*Region segmentation data*:
+ + + +
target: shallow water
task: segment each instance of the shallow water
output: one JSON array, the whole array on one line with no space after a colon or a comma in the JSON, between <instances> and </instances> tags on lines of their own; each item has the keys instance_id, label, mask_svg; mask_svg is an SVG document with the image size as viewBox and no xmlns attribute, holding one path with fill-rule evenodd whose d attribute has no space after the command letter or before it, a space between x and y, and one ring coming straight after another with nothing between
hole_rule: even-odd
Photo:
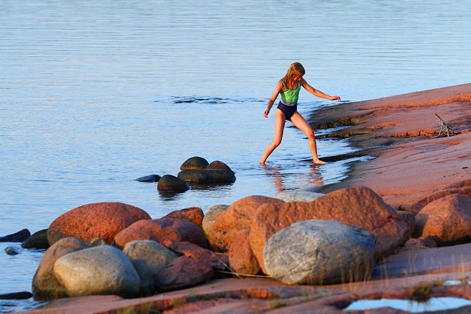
+ + + +
List each line of the rows above that contains the string "shallow". Matching is case-sensitive.

target: shallow water
task: segment each instance of the shallow water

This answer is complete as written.